*** Opening Provided records ***
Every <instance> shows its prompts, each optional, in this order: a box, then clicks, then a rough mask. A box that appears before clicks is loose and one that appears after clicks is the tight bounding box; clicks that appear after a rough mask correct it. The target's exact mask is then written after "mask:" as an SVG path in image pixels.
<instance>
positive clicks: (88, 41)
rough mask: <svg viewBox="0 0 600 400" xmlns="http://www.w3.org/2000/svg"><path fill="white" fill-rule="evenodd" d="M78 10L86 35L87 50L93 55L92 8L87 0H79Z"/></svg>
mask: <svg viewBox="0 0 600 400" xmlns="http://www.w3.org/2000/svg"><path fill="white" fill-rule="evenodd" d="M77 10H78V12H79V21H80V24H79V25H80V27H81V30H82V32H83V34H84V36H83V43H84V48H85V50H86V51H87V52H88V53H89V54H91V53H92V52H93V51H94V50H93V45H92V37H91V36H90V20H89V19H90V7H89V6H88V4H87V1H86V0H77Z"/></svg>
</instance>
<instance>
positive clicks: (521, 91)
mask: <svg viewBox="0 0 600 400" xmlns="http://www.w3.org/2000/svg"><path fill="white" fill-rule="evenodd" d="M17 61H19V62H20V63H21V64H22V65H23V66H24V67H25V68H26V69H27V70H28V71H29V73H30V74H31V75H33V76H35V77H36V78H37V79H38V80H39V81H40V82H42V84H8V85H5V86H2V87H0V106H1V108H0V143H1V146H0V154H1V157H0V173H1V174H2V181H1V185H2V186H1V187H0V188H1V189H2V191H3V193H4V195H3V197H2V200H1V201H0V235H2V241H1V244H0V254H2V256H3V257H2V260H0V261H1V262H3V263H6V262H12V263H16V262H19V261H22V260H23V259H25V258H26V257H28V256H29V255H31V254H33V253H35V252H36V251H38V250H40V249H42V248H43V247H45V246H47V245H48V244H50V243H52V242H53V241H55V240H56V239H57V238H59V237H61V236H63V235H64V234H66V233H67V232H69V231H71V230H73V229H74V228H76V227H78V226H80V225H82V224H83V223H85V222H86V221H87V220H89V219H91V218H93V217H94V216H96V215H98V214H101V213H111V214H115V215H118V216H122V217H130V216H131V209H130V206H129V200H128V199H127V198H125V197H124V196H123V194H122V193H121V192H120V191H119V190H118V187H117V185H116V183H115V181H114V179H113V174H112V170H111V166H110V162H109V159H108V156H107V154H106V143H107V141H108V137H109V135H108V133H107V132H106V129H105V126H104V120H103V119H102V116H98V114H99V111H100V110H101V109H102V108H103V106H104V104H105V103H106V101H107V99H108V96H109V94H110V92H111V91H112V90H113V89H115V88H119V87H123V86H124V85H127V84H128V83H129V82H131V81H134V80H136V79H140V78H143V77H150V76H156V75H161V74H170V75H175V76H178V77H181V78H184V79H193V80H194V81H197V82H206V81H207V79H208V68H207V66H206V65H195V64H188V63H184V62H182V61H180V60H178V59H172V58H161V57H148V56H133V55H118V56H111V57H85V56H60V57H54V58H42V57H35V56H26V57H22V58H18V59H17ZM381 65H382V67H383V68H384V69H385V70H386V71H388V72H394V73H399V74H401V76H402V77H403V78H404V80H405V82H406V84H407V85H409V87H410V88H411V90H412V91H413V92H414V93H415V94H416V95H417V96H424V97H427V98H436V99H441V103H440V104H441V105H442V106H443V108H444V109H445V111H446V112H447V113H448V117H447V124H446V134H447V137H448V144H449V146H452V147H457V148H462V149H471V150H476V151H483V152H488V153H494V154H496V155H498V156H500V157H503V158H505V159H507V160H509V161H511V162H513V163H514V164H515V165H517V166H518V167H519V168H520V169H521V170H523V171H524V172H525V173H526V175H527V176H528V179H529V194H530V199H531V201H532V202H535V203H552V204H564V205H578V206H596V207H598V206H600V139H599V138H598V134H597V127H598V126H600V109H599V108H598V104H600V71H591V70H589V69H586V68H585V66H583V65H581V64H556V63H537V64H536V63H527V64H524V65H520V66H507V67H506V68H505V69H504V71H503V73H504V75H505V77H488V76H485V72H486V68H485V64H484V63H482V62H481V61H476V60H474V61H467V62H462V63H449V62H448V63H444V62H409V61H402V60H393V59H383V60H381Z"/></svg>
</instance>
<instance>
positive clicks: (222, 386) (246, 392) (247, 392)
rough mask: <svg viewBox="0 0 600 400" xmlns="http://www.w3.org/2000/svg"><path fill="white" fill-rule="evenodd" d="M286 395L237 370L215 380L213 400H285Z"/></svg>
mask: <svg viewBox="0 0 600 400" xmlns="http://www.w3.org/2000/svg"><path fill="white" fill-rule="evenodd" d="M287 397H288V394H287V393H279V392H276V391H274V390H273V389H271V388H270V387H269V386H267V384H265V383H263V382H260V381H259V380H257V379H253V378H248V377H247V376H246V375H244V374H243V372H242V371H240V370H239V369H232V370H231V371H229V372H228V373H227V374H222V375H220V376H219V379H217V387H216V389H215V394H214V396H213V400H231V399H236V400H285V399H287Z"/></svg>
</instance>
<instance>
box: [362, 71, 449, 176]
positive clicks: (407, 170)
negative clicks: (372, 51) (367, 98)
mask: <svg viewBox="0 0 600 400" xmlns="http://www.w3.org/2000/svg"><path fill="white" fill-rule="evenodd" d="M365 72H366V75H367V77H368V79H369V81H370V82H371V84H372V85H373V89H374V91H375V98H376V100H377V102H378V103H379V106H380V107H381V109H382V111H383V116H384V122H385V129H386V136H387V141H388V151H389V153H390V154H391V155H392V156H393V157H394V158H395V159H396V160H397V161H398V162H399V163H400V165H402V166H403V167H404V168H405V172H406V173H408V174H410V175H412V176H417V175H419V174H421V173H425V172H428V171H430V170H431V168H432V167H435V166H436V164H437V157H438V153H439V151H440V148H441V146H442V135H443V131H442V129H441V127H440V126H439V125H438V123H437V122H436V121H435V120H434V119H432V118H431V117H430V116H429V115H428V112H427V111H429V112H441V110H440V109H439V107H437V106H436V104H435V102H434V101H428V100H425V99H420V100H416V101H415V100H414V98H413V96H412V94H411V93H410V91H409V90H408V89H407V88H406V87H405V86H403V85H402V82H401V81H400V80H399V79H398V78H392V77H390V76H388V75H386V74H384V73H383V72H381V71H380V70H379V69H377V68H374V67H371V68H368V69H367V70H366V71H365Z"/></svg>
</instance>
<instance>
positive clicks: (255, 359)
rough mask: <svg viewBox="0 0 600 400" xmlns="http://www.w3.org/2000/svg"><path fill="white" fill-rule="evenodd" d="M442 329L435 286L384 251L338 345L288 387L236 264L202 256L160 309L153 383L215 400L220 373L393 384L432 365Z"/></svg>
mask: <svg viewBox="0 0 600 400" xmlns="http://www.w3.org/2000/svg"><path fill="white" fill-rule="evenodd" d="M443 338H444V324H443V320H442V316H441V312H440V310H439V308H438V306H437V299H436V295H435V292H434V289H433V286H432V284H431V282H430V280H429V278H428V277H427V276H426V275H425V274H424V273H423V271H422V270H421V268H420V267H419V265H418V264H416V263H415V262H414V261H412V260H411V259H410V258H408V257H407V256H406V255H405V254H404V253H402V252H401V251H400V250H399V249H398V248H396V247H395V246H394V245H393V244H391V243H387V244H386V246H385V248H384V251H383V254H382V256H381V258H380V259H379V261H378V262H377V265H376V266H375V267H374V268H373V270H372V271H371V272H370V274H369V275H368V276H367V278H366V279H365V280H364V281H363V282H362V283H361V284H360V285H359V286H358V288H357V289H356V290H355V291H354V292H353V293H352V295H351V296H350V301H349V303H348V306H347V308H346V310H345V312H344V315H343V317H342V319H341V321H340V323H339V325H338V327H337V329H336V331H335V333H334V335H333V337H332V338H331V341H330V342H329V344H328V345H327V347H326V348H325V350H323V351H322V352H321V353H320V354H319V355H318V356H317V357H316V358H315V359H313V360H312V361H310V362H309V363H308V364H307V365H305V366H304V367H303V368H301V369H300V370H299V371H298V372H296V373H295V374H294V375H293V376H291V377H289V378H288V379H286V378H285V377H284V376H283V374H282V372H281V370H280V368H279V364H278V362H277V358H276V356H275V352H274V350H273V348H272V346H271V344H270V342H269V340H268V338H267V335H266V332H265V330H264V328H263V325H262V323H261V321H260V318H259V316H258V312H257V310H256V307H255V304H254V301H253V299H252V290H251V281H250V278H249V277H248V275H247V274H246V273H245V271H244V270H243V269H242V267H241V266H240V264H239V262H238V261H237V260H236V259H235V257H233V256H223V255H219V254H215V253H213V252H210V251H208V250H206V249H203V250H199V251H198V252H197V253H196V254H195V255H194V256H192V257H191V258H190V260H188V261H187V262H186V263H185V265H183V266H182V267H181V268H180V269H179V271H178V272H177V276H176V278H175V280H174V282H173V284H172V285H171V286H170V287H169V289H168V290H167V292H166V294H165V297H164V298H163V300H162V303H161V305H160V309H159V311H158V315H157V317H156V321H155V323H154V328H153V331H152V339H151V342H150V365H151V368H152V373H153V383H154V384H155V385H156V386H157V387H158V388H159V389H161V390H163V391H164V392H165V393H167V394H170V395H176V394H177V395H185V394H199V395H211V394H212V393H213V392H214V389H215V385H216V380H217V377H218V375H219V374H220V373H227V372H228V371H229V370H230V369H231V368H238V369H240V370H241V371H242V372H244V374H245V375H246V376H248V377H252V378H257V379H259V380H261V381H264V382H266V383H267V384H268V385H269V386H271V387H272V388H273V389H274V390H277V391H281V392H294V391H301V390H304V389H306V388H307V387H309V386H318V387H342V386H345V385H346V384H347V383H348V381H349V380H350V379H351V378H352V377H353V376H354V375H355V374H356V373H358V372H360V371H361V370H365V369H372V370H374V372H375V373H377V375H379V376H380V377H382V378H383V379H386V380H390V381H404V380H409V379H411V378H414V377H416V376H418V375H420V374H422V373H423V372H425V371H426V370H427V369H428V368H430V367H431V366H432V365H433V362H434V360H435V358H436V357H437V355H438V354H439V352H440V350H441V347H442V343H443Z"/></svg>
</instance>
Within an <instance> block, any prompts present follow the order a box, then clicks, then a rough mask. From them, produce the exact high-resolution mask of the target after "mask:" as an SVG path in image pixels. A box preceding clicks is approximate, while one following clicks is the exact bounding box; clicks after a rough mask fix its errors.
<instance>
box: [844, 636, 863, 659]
*** Closing Provided records ***
> **What to work on**:
In the records above, how many lines hold the string "prompts"? Give the number only.

> **Output below**:
2